*WHAT THE TASK ASKS*: Copy out every record below with complete accuracy.

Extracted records
........

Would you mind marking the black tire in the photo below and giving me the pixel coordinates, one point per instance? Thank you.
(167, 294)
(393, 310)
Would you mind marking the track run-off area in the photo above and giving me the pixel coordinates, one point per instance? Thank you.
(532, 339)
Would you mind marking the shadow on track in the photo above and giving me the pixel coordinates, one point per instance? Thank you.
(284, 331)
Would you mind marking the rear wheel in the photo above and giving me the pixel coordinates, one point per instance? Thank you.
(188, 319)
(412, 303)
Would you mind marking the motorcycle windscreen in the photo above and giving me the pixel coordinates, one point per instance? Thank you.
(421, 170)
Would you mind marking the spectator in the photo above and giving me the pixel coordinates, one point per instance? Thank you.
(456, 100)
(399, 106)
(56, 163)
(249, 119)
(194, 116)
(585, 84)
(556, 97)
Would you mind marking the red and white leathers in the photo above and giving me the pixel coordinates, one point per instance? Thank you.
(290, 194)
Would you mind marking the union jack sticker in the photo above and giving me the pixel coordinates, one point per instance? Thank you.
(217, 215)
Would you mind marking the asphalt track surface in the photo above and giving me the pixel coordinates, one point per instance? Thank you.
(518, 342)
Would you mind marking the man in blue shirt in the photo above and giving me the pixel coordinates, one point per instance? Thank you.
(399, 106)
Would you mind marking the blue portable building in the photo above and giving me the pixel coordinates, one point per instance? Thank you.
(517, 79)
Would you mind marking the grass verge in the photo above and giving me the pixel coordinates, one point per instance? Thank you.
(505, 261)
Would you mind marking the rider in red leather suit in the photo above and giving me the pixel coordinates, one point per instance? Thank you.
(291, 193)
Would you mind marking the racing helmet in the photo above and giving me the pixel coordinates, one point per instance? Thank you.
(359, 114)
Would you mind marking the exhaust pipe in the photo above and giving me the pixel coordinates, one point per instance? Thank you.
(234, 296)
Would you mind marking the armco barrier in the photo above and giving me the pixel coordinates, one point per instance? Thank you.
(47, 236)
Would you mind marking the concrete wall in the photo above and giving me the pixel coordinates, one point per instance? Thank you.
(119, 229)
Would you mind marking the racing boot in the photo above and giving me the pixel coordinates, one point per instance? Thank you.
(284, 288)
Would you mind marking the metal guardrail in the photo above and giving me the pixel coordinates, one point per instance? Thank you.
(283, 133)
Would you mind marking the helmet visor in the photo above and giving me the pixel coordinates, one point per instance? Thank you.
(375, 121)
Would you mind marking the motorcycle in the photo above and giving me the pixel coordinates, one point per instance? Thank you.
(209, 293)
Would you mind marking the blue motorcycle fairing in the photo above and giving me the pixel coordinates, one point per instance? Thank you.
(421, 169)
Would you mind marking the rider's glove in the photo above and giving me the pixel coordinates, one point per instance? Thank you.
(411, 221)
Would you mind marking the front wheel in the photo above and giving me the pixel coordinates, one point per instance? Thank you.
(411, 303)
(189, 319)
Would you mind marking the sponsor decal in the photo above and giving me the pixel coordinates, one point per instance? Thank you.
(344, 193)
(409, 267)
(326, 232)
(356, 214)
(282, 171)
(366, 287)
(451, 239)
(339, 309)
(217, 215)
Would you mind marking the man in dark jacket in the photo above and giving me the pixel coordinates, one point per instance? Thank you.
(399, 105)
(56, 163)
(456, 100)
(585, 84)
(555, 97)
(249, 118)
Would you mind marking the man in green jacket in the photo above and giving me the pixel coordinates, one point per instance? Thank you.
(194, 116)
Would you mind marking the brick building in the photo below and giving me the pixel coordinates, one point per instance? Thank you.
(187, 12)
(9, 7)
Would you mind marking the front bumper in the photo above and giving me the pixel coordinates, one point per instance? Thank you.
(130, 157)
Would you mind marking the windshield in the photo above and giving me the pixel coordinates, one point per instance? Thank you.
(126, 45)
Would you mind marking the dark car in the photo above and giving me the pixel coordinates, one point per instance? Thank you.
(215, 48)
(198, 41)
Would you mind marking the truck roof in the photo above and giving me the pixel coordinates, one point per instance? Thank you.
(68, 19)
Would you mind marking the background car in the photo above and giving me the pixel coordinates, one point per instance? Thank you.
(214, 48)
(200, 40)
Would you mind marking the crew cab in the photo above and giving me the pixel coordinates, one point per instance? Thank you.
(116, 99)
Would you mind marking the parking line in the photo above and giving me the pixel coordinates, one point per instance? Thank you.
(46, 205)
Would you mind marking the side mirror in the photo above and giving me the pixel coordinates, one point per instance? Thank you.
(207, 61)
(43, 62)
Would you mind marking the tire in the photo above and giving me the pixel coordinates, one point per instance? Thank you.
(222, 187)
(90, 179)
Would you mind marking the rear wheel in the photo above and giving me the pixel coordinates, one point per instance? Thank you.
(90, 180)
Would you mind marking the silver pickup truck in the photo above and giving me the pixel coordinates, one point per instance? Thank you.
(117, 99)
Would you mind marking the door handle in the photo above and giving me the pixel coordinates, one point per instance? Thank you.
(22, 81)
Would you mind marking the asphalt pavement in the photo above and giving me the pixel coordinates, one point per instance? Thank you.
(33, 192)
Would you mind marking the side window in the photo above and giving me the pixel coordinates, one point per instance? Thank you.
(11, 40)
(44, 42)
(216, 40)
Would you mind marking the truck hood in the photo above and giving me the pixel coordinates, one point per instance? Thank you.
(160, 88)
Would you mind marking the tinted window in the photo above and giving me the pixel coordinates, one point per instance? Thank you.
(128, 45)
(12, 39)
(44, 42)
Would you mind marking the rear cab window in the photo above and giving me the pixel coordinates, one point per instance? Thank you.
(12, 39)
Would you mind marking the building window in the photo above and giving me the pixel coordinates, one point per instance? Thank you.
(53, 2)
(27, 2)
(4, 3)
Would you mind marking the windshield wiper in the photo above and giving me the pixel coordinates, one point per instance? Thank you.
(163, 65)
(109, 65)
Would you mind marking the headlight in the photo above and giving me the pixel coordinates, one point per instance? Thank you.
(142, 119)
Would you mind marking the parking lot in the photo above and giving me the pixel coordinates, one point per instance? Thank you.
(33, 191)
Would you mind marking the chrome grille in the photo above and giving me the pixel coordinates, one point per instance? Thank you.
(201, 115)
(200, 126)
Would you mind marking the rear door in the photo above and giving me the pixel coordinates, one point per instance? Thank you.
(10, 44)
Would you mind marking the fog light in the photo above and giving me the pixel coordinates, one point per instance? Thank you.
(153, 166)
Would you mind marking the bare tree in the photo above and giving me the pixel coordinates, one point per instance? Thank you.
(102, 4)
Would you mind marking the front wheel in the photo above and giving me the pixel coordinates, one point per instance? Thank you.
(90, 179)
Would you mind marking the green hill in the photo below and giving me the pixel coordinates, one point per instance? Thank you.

........

*ANSWER TO THE EXERCISE*:
Would you mind marking the black tire in the photo below and giving me the pixel coordinates, one point per instance? Thank you.
(167, 294)
(393, 310)
Would you mind marking the track run-off area in the photo above and giving me the pixel coordinates, one point per instance? Thank you.
(532, 339)
Would you mind marking the shadow on track in the photo above and giving me the pixel coordinates, one point per instance? Thank you.
(284, 331)
Would you mind marking the rear wheel in the photo above and giving me the pixel coordinates, one point per instance? Thank you.
(188, 319)
(412, 303)
Would you mind marking the motorcycle windscreen in the photo above and giving me the pixel coordinates, one point per instance? Thank you.
(421, 170)
Would you mind marking the spectator in the photo above and giving me the pixel coordinates, one point per instance? Thank you.
(456, 100)
(399, 106)
(56, 163)
(249, 119)
(194, 116)
(585, 84)
(556, 97)
Would you mind marking the red and white leathers in the photo above and giving me the pixel coordinates, one point per instance? Thank you.
(290, 194)
Would you mind marking the union jack sticker in the photo above and giving me the pixel coordinates, one point per instance? Thank you.
(217, 215)
Would you mind marking the asphalt track surface in the photo above and giving me the pixel coordinates, one point per instance? Thank you.
(518, 342)
Would you mind marking the man in blue shirt in the photo above and giving me the pixel coordinates, one point per instance? Thank you.
(399, 106)
Would you mind marking the blue portable building in the photo above and giving me the pixel coordinates, one point per instance? Thank you.
(517, 79)
Would you mind marking the grass verge in the photo above and giving me the pixel coordinates, one point per instance? Thank you.
(505, 261)
Would you mind marking the rider in red leather suit in the photo above and giving me the pixel coordinates, one point per instance? Thank you.
(291, 193)
Would you mind marking the racing helmet in the photo above and giving me the pixel coordinates, one point per instance? Thank you.
(359, 114)
Would you mind marking the exhaust pipe in the photo above and giving me the pixel coordinates, one point per instance? Thank you.
(234, 296)
Would you mind marking the armco barrier in the photo above and giving me the pixel coordinates, one point per instance? Thank you.
(47, 236)
Would you mind marking the concrete wall in the photo above and giving me the pixel coordinates, one point per instance? Thank you.
(119, 229)
Would you mind marking the racing boot in the photo above and giving me the pixel coordinates, one point per instance? Thank you.
(284, 288)
Would you mind marking the metal guardrail in the photo above and giving me the pixel coordinates, one point per instance? Thank you.
(283, 133)
Would you mind marking the helmet visor in the photo above and giving me the pixel coordinates, one point per instance? Thank you.
(375, 121)
Would you mind marking the motorcycle in the photo above and giving me the pixel coordinates, one point per instance? Thank you.
(209, 293)
Would you mind marking the blue motorcycle fairing in the photo above and giving me the pixel coordinates, one point per instance? Thank you.
(421, 169)
Would you mind marking the rider's glove in the photo above and giving me the pixel coordinates, one point per instance? Thank you.
(411, 221)
Would you mind marking the front wheel in the photo above and giving me the pixel coordinates, one point per instance? Thank you.
(411, 303)
(189, 319)
Would you mind marking the sponsor decal in the photo above and giving me the pixel coordinates, one point per instance? Thank you.
(344, 193)
(409, 267)
(326, 232)
(356, 214)
(282, 171)
(366, 287)
(451, 239)
(339, 309)
(217, 215)
Would you mind marking the man in dark jacket in the photo above and giving me the pixel coordinates, one point per instance? Thank you.
(399, 105)
(56, 163)
(456, 100)
(585, 84)
(555, 97)
(249, 118)
Would you mind marking the man in green jacket in the photo above and giving me the pixel coordinates, one point per instance? Thank you.
(194, 116)
Would you mind marking the brick building in the photo below and giving me the pixel coordinates, one point per instance? Thank you.
(187, 12)
(9, 7)
Would you mind marking the front bumper in the photo above and giving me the pixel coordinates, one point per instance? Thank you.
(130, 157)
Would you mind marking the windshield in the photo above and giving me the pixel coordinates, one point per instance? Thank you.
(126, 45)
Would you mind marking the dark car in the photo above and giving me the pixel coordinates, one point per instance? Thank you.
(215, 48)
(198, 41)
Would you mind marking the truck roof in the photo above and giving me the pixel coordinates, one point per instance? Thank you.
(68, 19)
Would you mind marking the background car in the photo above and giving me the pixel coordinates, one point per instance? Thank you.
(214, 48)
(200, 40)
Would you mind marking the crew cab in the photo above and giving me the pixel coordinates, one point per instance? Thank you.
(116, 99)
Would you mind marking the parking line in the photo above and giving me the pixel coordinates, one point per instance? Thank you.
(46, 205)
Would you mind marking the side mirror in the photo above and giving me the pixel coordinates, one point per instance? Thank you.
(207, 61)
(43, 62)
Would you mind marking the tire in the photo above and giving me the pixel coordinates, one point per instance? Thank you.
(222, 187)
(90, 179)
Would you mind marking the rear wheel in the photo above and giving me the pixel coordinates, one point per instance? Thank you.
(90, 180)
Would you mind marking the silver pickup truck in the photo above and giving me the pixel coordinates, one point per instance? Thank you.
(117, 99)
Would you mind marking the door handle in the photo above and giving me the pixel coordinates, one point per instance? Thank you.
(22, 81)
Would you mind marking the asphalt pavement in the photo above and giving me the pixel coordinates, one point per instance? Thank you.
(33, 192)
Would you mind marking the side window in the photo above and giving me the pixel coordinates, one point per instance? Thank you.
(11, 40)
(44, 42)
(216, 40)
Would you mind marking the truck hood in the photo above and giving me the pixel coordinates, one point per instance? Thank you.
(160, 88)
Would you mind marking the tinted window in the photo above and giving me the pixel coordinates, one point per instance? Thank you.
(128, 45)
(12, 39)
(44, 42)
Would you mind marking the rear cab window in the photo above and giving me the pixel coordinates, one point per instance? Thank you.
(12, 39)
Would you mind marking the building window in the photo above and giving me the pixel coordinates, one point per instance? Thank you.
(53, 2)
(27, 2)
(4, 3)
Would you mind marking the windshield wiper in the photo above and giving me the pixel coordinates, one point per instance? Thank you.
(163, 65)
(109, 65)
Would you mind marking the headlight in the photo above and giving me the pixel coordinates, one point per instance? Thank you.
(142, 119)
Would you mind marking the parking lot in the photo above and giving me the pixel coordinates, one point per instance? Thank you.
(33, 191)
Would you mind marking the chrome grille in the photo above and giving me the pixel coordinates, one point per instance? Thank you.
(201, 115)
(200, 126)
Would you mind marking the rear door in the photo above and giving me the pixel coordinates, one point per instance? Thank you.
(10, 44)
Would you mind marking the fog light in the photo above and giving me the pixel coordinates, one point per instance? Thank you.
(153, 166)
Would you mind marking the bare tree in the photo above and giving me the pixel coordinates, one point per instance? Thank you.
(102, 4)
Would you mind marking the front wheel in the photo above and giving me the pixel coordinates, one point per instance? Thank you.
(90, 179)
Would you mind marking the green hill in the photo below and giving me the pixel coordinates, one point per instance? Thank you.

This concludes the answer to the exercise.